*Task*.
Which lines in the data below contain the word "face"? List each of them in full.

*Records to use*.

········

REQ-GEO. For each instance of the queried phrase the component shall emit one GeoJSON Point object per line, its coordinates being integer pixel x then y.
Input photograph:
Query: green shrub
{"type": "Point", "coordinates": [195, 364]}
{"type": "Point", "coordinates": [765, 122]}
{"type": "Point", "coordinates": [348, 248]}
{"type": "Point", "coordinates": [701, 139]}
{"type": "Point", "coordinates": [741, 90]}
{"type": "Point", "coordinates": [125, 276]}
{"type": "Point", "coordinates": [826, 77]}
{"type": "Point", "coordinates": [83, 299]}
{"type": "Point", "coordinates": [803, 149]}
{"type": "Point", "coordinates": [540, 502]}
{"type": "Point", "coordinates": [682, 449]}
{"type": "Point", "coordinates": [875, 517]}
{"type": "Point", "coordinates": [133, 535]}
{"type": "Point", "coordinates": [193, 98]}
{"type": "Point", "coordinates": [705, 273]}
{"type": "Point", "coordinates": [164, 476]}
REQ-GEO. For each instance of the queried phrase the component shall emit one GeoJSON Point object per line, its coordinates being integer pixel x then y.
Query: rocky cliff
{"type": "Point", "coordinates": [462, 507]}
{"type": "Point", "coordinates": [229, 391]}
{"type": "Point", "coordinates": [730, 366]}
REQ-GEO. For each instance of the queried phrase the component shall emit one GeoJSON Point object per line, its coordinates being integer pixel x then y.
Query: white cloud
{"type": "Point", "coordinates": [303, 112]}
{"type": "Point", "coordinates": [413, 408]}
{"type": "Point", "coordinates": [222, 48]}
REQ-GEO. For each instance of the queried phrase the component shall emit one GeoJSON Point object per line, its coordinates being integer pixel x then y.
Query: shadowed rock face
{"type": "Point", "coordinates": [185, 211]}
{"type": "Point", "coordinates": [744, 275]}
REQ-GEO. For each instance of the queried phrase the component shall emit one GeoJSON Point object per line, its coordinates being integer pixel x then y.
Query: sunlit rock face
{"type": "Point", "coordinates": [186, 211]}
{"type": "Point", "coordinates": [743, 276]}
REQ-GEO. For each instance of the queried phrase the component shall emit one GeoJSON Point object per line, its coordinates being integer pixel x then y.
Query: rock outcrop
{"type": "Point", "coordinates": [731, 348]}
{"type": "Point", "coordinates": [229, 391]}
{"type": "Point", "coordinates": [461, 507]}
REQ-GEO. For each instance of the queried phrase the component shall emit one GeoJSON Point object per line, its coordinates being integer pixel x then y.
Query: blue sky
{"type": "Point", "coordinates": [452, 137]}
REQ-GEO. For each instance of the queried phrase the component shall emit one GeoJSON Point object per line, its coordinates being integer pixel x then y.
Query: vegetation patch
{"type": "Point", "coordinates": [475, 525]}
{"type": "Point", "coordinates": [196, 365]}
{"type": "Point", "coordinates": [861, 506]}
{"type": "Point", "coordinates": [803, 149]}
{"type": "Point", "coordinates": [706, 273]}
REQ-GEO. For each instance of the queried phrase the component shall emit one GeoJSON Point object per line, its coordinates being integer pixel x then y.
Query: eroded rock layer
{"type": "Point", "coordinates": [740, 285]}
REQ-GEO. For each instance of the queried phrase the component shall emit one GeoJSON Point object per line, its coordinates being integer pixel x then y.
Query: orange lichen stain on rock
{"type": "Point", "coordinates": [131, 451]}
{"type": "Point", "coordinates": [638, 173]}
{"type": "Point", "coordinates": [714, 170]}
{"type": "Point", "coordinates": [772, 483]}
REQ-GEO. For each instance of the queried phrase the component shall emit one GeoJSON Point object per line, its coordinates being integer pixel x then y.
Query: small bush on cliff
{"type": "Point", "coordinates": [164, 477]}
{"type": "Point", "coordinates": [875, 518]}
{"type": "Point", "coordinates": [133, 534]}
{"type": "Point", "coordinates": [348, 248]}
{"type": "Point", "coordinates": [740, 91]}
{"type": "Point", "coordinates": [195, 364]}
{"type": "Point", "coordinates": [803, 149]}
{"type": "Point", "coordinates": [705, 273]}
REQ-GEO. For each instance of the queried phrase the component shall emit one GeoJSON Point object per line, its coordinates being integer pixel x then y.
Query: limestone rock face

········

*Worked solution*.
Query: shadowed rock face
Query: sunlit rock face
Query: limestone rock face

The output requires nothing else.